Task to carry out:
Could you reproduce every one of the lines below verbatim, leaving out the pictures?

[Excerpts from location labeling data]

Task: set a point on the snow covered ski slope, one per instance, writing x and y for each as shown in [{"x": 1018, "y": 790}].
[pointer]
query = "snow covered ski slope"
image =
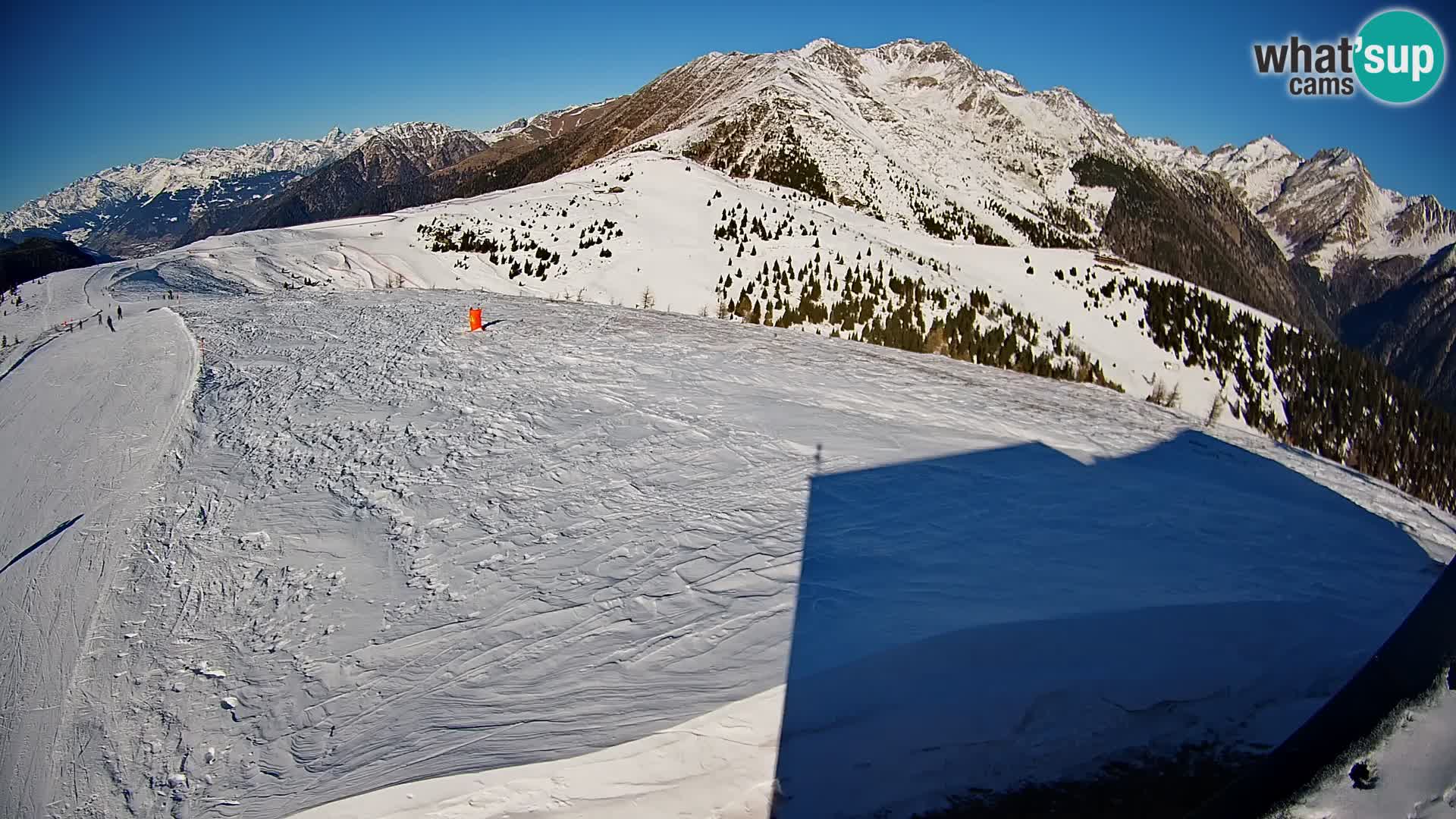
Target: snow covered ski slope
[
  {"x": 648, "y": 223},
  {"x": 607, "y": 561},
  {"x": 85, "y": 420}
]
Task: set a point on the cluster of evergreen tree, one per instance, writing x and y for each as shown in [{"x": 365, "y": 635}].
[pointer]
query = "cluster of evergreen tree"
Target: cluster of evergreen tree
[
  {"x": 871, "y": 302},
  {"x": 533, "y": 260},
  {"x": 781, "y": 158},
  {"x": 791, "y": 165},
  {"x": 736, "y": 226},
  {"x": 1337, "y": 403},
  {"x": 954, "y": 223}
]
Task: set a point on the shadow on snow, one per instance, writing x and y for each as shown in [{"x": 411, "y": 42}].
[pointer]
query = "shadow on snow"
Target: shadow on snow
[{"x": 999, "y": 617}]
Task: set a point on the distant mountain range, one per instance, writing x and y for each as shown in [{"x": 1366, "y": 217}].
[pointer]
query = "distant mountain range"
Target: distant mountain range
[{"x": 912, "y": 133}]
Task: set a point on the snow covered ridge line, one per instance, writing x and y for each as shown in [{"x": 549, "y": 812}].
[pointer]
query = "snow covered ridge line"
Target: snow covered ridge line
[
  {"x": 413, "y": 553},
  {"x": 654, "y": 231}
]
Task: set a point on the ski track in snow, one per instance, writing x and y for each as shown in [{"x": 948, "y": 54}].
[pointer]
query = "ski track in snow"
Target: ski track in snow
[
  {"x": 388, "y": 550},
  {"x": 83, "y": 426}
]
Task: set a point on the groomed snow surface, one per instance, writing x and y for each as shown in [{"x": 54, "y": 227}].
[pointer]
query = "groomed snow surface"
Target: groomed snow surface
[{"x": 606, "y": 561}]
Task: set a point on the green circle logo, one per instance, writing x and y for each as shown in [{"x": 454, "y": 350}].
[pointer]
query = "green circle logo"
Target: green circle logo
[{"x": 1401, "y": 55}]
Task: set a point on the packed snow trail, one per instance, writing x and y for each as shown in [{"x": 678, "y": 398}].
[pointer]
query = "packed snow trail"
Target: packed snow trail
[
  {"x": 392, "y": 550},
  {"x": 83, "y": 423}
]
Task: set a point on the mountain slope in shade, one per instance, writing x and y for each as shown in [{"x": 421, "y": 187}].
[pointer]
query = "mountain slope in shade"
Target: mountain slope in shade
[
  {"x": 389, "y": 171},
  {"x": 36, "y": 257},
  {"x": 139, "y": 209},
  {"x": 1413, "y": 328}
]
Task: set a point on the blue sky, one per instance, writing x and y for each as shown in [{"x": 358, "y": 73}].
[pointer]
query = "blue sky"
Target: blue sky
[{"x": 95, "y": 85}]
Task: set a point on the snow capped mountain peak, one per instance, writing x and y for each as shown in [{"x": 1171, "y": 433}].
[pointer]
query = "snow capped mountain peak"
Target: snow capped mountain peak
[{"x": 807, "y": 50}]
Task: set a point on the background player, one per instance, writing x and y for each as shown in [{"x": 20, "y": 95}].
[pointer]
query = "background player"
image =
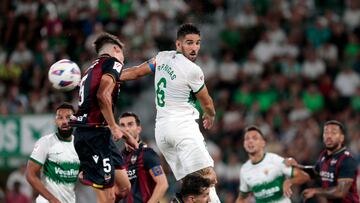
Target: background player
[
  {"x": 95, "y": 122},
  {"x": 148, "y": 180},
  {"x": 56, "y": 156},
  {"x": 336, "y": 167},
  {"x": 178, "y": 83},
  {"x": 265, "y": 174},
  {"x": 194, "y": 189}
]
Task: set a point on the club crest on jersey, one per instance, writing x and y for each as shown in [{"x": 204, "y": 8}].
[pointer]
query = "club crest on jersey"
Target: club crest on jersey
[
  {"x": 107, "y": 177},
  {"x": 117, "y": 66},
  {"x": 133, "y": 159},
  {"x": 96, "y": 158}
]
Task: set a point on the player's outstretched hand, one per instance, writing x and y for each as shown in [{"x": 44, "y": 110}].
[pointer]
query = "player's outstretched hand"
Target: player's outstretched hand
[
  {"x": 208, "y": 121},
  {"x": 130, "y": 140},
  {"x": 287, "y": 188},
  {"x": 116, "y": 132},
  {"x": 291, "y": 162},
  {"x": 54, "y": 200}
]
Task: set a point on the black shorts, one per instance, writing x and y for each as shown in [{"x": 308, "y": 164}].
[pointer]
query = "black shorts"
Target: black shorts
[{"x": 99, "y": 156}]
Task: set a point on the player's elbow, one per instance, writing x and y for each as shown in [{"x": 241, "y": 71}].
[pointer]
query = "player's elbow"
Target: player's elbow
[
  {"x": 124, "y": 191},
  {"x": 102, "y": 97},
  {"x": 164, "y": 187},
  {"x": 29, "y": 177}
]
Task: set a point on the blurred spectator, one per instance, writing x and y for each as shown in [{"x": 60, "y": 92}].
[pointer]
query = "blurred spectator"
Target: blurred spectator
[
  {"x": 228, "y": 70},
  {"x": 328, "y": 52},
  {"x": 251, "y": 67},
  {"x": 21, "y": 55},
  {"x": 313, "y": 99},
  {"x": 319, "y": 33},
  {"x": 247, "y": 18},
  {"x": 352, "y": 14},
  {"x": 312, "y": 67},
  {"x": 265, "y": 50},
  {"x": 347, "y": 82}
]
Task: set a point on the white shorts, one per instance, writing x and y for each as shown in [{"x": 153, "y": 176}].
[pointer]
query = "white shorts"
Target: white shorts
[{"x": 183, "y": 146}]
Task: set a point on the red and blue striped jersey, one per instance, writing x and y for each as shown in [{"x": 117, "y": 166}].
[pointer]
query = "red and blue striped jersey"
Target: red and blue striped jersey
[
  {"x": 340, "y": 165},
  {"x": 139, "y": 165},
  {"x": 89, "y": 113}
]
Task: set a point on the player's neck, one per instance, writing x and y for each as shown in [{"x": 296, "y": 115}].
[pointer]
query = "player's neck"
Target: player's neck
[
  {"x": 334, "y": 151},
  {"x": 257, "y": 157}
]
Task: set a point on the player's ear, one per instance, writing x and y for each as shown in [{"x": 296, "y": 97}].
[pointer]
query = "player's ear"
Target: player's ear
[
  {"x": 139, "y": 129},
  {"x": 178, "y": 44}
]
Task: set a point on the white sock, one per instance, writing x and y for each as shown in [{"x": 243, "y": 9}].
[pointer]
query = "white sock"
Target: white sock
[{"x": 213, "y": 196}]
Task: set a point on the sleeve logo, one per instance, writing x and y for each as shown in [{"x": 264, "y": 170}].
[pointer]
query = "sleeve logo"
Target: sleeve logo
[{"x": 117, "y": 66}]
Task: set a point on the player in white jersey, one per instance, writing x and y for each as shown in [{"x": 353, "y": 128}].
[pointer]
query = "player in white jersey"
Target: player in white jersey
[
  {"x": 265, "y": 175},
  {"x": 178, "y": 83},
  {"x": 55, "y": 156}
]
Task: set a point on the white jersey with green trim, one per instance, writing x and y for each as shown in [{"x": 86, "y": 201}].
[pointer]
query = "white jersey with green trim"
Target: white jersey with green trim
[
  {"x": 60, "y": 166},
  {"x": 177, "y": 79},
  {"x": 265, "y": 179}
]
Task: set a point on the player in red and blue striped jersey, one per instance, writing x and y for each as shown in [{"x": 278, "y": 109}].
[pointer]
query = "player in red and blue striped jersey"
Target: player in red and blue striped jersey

Answer for the task:
Task: set a point on the snow covered ski slope, one per instance, writing x and y for each as shown in [{"x": 1018, "y": 790}].
[pointer]
query = "snow covered ski slope"
image =
Target: snow covered ski slope
[
  {"x": 648, "y": 223},
  {"x": 607, "y": 561},
  {"x": 85, "y": 420}
]
Task: set a point on the cluster of evergreen tree, one per instance, writing x and y for each as shown in [{"x": 365, "y": 635}].
[pointer]
query = "cluster of evergreen tree"
Target: cluster of evergreen tree
[
  {"x": 871, "y": 302},
  {"x": 533, "y": 260},
  {"x": 781, "y": 158},
  {"x": 791, "y": 165},
  {"x": 736, "y": 226},
  {"x": 1337, "y": 403},
  {"x": 954, "y": 223}
]
Task: set a point on the shadow on snow, one per instance, writing x and y for each as shown in [{"x": 411, "y": 42}].
[pointer]
query = "shadow on snow"
Target: shadow on snow
[{"x": 999, "y": 617}]
Task: set a point on the distant mountain range, one per instance, writing x and y for each as shown in [{"x": 1366, "y": 217}].
[pointer]
query = "distant mountain range"
Target: distant mountain range
[{"x": 912, "y": 133}]
Task: set a point on the snow covered ridge line, one per instance, writing x and y for each as shown in [{"x": 549, "y": 812}].
[pointer]
query = "snow covered ridge line"
Target: snow covered ridge line
[
  {"x": 413, "y": 553},
  {"x": 654, "y": 231}
]
Task: set a point on the ski track in snow, one per instance, writing x and y for each as shown in [{"x": 948, "y": 54}].
[pointer]
query = "ski track in snow"
Target: ski track in snow
[
  {"x": 388, "y": 550},
  {"x": 83, "y": 426}
]
Task: set a point on the groomed snow surface, one per instance, writing x and y for each as shown in [{"x": 54, "y": 227}].
[pointer]
query = "groomed snow surface"
Target: groomed snow surface
[{"x": 606, "y": 561}]
Task: set a point on the green circle logo, one per instance, writing x and y for each as shown in [{"x": 454, "y": 350}].
[pointer]
query = "green circle logo"
Target: green circle logo
[{"x": 1401, "y": 55}]
Task: set a point on the packed snow trail, one per instance, writing x and y for each as shown in [{"x": 678, "y": 398}].
[pointer]
query = "packed snow trail"
Target: packed snow trail
[
  {"x": 392, "y": 550},
  {"x": 83, "y": 423}
]
Task: set a point on the mountain slope in shade, one per instance, writing x and y for each as shown in [{"x": 421, "y": 187}].
[pointer]
query = "mountain slope in shade"
Target: mountain slope in shade
[
  {"x": 389, "y": 171},
  {"x": 36, "y": 257},
  {"x": 139, "y": 209},
  {"x": 1413, "y": 328}
]
Task: set a point on the blue sky, one per instance, writing x and y for each as shown in [{"x": 358, "y": 73}].
[pointer]
query = "blue sky"
Target: blue sky
[{"x": 95, "y": 85}]
Task: set a point on the snow capped mountain peak, one per instance, writing x and y for each as shown in [{"x": 1171, "y": 433}].
[pointer]
query = "snow capped mountain peak"
Target: snow capped mountain peak
[{"x": 807, "y": 50}]
Task: set a point on the background player, one per instance, writing x and y for each as shown in [{"x": 20, "y": 95}].
[pointer]
query = "background player"
image =
Target: background player
[
  {"x": 95, "y": 122},
  {"x": 148, "y": 180},
  {"x": 56, "y": 156},
  {"x": 336, "y": 167},
  {"x": 178, "y": 83},
  {"x": 265, "y": 174},
  {"x": 194, "y": 189}
]
Task: set a point on the club crest on jersey, one per instance, writing x and y for each as shown in [{"x": 204, "y": 8}].
[pointer]
query = "club crest on jersey"
Target: club crest on jersey
[
  {"x": 107, "y": 177},
  {"x": 117, "y": 66},
  {"x": 133, "y": 159},
  {"x": 96, "y": 158}
]
Task: set a point on the player's outstretched hand, one per instance, writing x and y for each as shown in [{"x": 44, "y": 110}].
[pointer]
query = "player's outstretched hand"
Target: player's outstretched hand
[
  {"x": 208, "y": 121},
  {"x": 130, "y": 140},
  {"x": 287, "y": 188},
  {"x": 116, "y": 132},
  {"x": 291, "y": 162},
  {"x": 54, "y": 200}
]
Task: set a point on the black shorts, one per instance, writing x and y for each as shown in [{"x": 308, "y": 164}].
[pointer]
query = "black shorts"
Target: black shorts
[{"x": 99, "y": 156}]
Task: set a point on the player's elbow, one per instance, writing x and y for each as shown in [{"x": 241, "y": 71}].
[pointer]
query = "player's elbow"
Target: player's elbow
[
  {"x": 124, "y": 191},
  {"x": 102, "y": 97},
  {"x": 164, "y": 187},
  {"x": 29, "y": 177}
]
Task: set a point on the blurred spectator, one per instance, writing x and y for each as shown in [{"x": 60, "y": 92}].
[pointer]
query = "blurred spectator"
Target: blurred spectator
[
  {"x": 228, "y": 70},
  {"x": 328, "y": 52},
  {"x": 251, "y": 67},
  {"x": 21, "y": 55},
  {"x": 313, "y": 99},
  {"x": 319, "y": 33},
  {"x": 247, "y": 18},
  {"x": 352, "y": 14},
  {"x": 312, "y": 67},
  {"x": 265, "y": 50},
  {"x": 347, "y": 82}
]
Task: set a point on the white shorts, one per instance, writing x and y for each as shown in [{"x": 153, "y": 176}].
[pointer]
query = "white shorts"
Target: white shorts
[{"x": 183, "y": 146}]
Task: set a point on the red and blue striped jersey, one per instance, writing x and y for each as shown in [{"x": 117, "y": 166}].
[pointer]
query = "red and blue striped jersey"
Target: red and blue striped jersey
[
  {"x": 340, "y": 165},
  {"x": 139, "y": 165},
  {"x": 89, "y": 113}
]
Task: set a point on the player's neck, one per instance, writing x and y for each as shown in [{"x": 296, "y": 115}].
[pointer]
query = "player's neck"
Target: player's neck
[
  {"x": 334, "y": 151},
  {"x": 257, "y": 157}
]
Task: set a point on the player's ear, one per instance, writing x and y for each as shown in [{"x": 296, "y": 97}].
[pointer]
query = "player's ear"
Target: player's ear
[
  {"x": 139, "y": 129},
  {"x": 178, "y": 44}
]
Task: set a point on the white sock, one per instance, writing x and y for each as shown in [{"x": 243, "y": 9}].
[pointer]
query = "white sock"
Target: white sock
[{"x": 213, "y": 196}]
Task: set a point on the sleeve logo, one per instance, writing x and y for each as shown in [{"x": 264, "y": 170}].
[pointer]
query = "sleeve logo"
Target: sleeve logo
[{"x": 117, "y": 66}]
Task: set a point on the player in white jersey, one per instance, writing x and y for each as shown in [{"x": 353, "y": 128}].
[pointer]
query = "player in white jersey"
Target: player in white jersey
[
  {"x": 265, "y": 175},
  {"x": 178, "y": 83},
  {"x": 55, "y": 156}
]
Task: set a point on the white jersey with green trim, one per instance, writing x and y for each as shown in [{"x": 86, "y": 201}].
[pointer]
query = "white jersey with green trim"
Target: white jersey with green trim
[
  {"x": 60, "y": 166},
  {"x": 177, "y": 79},
  {"x": 265, "y": 179}
]
Task: set a point on the player in red and blue striped jersey, one per instance, writing x and y for each as shown in [{"x": 278, "y": 109}].
[pointer]
query = "player in red and blue striped jersey"
Target: player in red and blue striped jersey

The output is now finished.